Passage for review:
_____

Alarm raised over killings by armed security guards
The tragic death of two Cebuano lawyers in the hands of a lone security guard, who now claims to have suffered from a form of mental illness before, has given rise to questions on just how security guards are screened and hired by the agencies that employ them.
Top officials of the city have set off alarm bells on the spate of killings saying that an anger management training for security guards was in order.
Alarmed over the deaths of lawyers Goering George Paderanga and his son, Gerik Caesar, as well as the other senseless shooting incidents involving security guards in the city, Cebu City Vice Mayor Edgardo Labella called all security agency owners operating in the city to a meeting on Thursday.
“This is for them to give us the commitment that to prevent the previous incidents, we will go beyond the basic requirements,” Labella said.
Labella said that aside from the standard neuro-psychiatric examination, the track record of the applicants must also be scrutinized to check on previous convictions of crimes against persons or properties and the use of illegal drugs.
Labella said that security companies must also require their employees to undergo anger management training.
“Only petty reasons (prompted the killings) and they cannot control their emotion, they cannot hold their anger. That is something that we have to look into. We will ask the owners if they’ve done the trainings on anger management so that it will not be easy for them to just blow up and use the pistol in killing people,” said Labella.
Labella, also a lawyer, pointed out that the Paderanga incident was no longer an isolated case as “a series of the same incident” happened in the city.
No less than three hours after the Paderangas were shot by security guard Jonathan Sanchez outside their law office on F. Ramos Street in Barangay Sta. Cruz purportedly over a parking dispute, off-duty security guard Benvenido Macaraeg, assigned to a private shipping yard at the Cebu International Port, shot laborers Raul Simbajon and Gerson Tumulak.
Macaraeg was reportedly angry after being stared down by the victims following a drinking spree.
Among the things Labella intends to bring up with agency owners was for them to create a system that will prohibit security guards from carrying their service firearms when off-duty.

_____

Given records:

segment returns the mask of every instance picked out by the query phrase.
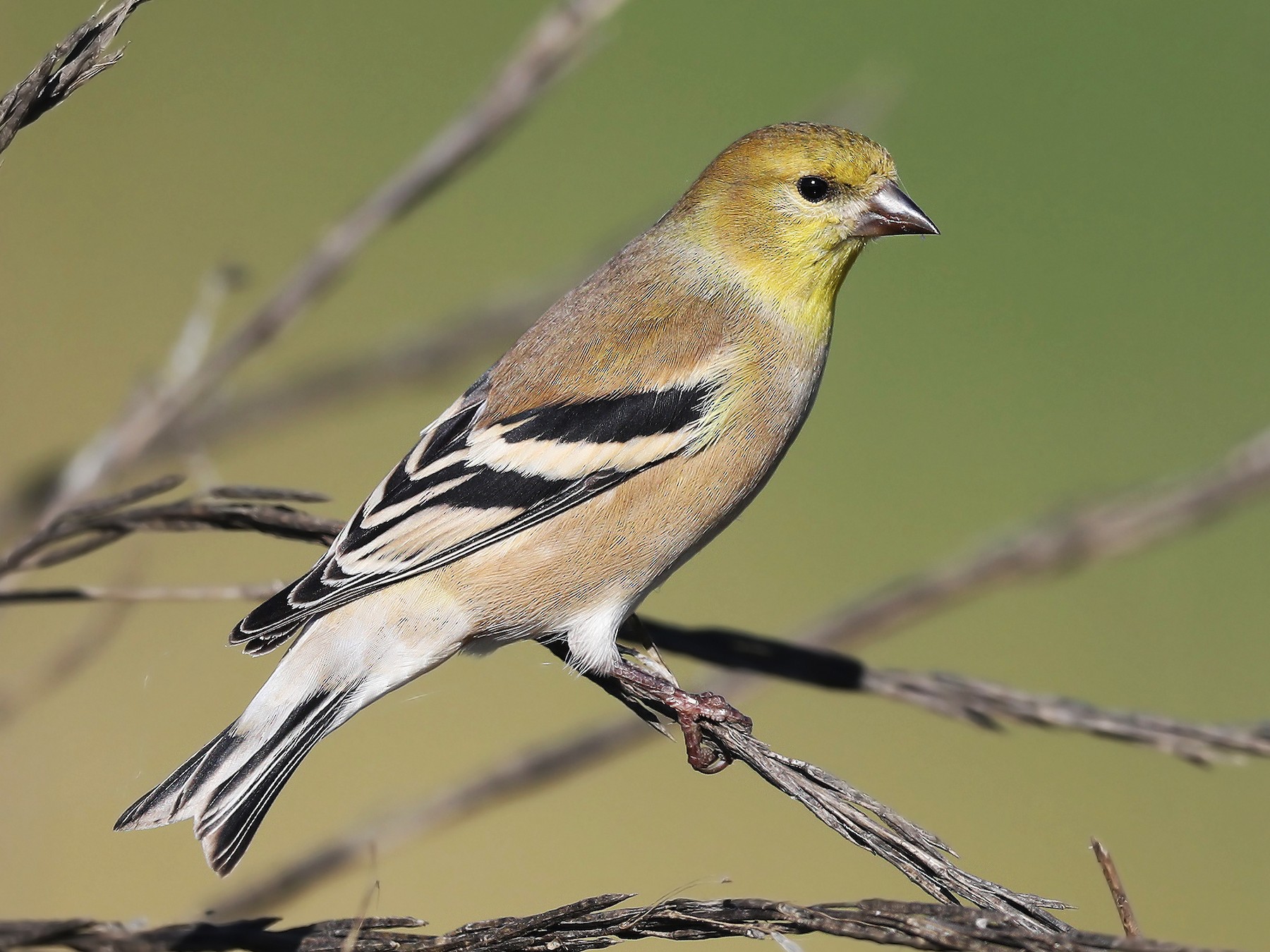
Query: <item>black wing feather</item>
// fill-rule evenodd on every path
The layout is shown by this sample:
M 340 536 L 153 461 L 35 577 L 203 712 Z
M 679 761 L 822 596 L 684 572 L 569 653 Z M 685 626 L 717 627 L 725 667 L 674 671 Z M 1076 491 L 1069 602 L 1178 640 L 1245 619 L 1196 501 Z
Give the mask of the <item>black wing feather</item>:
M 414 451 L 389 473 L 381 490 L 344 527 L 330 551 L 302 578 L 239 622 L 230 642 L 246 642 L 245 650 L 250 654 L 269 651 L 314 617 L 385 585 L 450 565 L 580 505 L 685 452 L 685 448 L 678 448 L 631 468 L 599 468 L 579 479 L 559 479 L 465 461 L 464 453 L 470 442 L 483 430 L 504 428 L 500 439 L 508 444 L 528 440 L 579 447 L 627 443 L 641 437 L 688 432 L 702 418 L 712 390 L 711 385 L 702 383 L 696 387 L 603 396 L 537 407 L 491 424 L 478 424 L 484 406 L 480 397 L 484 395 L 474 387 L 469 396 L 475 399 L 465 401 L 456 413 L 425 432 Z M 425 472 L 451 456 L 455 457 L 452 463 Z M 419 505 L 409 505 L 414 499 L 420 500 Z M 394 506 L 401 506 L 401 512 L 386 518 L 386 513 Z M 348 571 L 342 565 L 342 556 L 373 551 L 375 543 L 385 541 L 385 537 L 390 538 L 403 520 L 417 519 L 420 512 L 432 506 L 451 510 L 503 508 L 519 512 L 498 526 L 483 528 L 446 548 L 431 552 L 405 569 L 394 566 L 382 571 Z

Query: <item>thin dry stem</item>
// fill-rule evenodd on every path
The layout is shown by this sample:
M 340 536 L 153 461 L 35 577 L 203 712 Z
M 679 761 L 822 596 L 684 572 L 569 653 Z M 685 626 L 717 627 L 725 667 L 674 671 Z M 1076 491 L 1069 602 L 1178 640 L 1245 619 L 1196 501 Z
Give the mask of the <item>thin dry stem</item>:
M 1115 902 L 1116 915 L 1120 916 L 1120 928 L 1130 939 L 1138 938 L 1142 935 L 1142 929 L 1138 925 L 1138 916 L 1133 914 L 1129 894 L 1124 891 L 1124 882 L 1120 880 L 1120 871 L 1115 868 L 1115 861 L 1096 836 L 1090 836 L 1090 845 L 1093 848 L 1093 858 L 1099 861 L 1099 868 L 1102 869 L 1102 878 L 1111 890 L 1111 901 Z
M 1060 575 L 1204 526 L 1270 491 L 1270 430 L 1187 479 L 1147 486 L 1040 520 L 999 542 L 892 581 L 848 604 L 813 644 L 876 638 L 1002 585 Z
M 108 50 L 123 22 L 146 0 L 124 0 L 108 13 L 80 24 L 39 65 L 0 99 L 0 152 L 25 128 L 76 89 L 123 58 Z
M 932 902 L 864 899 L 804 906 L 771 899 L 669 899 L 650 906 L 620 905 L 630 897 L 622 892 L 594 896 L 536 915 L 469 923 L 439 935 L 417 932 L 427 923 L 409 916 L 335 919 L 290 929 L 272 928 L 277 919 L 156 929 L 93 919 L 0 922 L 0 952 L 33 947 L 74 952 L 589 952 L 643 938 L 695 942 L 813 933 L 946 952 L 1201 952 L 1092 932 L 1038 933 L 1007 915 Z
M 282 286 L 217 348 L 152 399 L 135 402 L 67 466 L 43 522 L 91 494 L 179 428 L 185 415 L 286 330 L 391 222 L 418 207 L 525 116 L 622 0 L 564 0 L 498 72 L 476 104 L 358 204 Z

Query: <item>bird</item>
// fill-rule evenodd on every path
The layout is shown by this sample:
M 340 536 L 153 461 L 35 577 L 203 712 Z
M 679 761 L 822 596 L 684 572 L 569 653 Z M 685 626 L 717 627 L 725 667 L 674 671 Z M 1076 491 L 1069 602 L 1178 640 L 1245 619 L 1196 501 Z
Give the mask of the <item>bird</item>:
M 692 767 L 719 769 L 698 724 L 748 718 L 625 661 L 617 632 L 785 456 L 866 244 L 937 234 L 864 135 L 781 123 L 733 142 L 422 432 L 312 569 L 237 623 L 230 642 L 249 655 L 291 645 L 116 829 L 193 820 L 227 875 L 325 735 L 460 651 L 523 638 L 659 692 Z

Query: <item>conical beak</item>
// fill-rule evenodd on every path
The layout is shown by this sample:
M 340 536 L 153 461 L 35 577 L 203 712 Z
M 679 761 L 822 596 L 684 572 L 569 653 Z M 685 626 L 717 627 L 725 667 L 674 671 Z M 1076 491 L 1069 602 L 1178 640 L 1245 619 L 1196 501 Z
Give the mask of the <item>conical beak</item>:
M 940 230 L 899 185 L 888 182 L 871 199 L 851 230 L 852 237 L 886 235 L 939 235 Z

_____

Your tasks:
**a.** In the article on killings by armed security guards, who called all security agency owners operating in the city to a meeting on Thursday?
**b.** Pick up the article on killings by armed security guards right after its final sentence and keep writing it.

Outputs in order:
**a.** Cebu City Vice Mayor Edgardo Labella

**b.**
Cebu City Councilor and deputy mayor on police matters Dave Tumulak, for his part, called on security agencies to strictly follow the law and secure a license for all their guards regardless of the cost of securing licenses.
“There are security guards who are fly-by-night. Those who do not have a security license,” Tumulak said.
Security agencies are being regulated by the Philippine National Police (PNP) who, under the PNP Law, may impose sanctions such as the revocation of an agency’s license to operate.
Over at the Police Regional Office Central Visayas (PRO-7) deputy regional director for operations Senior Supt. Rey Lyndon Lawas said that investigators will dig deeper into the killing of the Paderanga father and son even after the arrest of the suspect, Sanchez.
Lawas said that Invincible Armada Security Agency (IASA), the guard’s employers, will be investigated for their hiring process following claims of the suspect that he was a drug user who was treated twice for a mental illness before.
Sanchez’ family had also claimed that sometime in 2013, he figured in a shooting incident in Pier 3, Cebu City but settled it.
“Naa tay mga pangutana kung tinood nga regular ni undergo ug drug test ug neuro-psychiatric test ang ilahang mga guardiya (We would like to know from the agency if their guards regularly undergo a drug test and neuro-psychiatric test),” said Lawas.
Invincible Armada Security Agency is owned by the family of Senior Supt. Noel Gillamac, a Cebuano police officer now assigned to the Caraga region.
Efforts by Cebu Daily News to reach Gillamac for his comment last night failed as of press time.
Lawas, a former Firearms Explosives Security Agencies and Guards Supervision (FESAGS) chief, said that based on rules, all security guards are required to undergo a drug and neuro-psychiatric test every six months.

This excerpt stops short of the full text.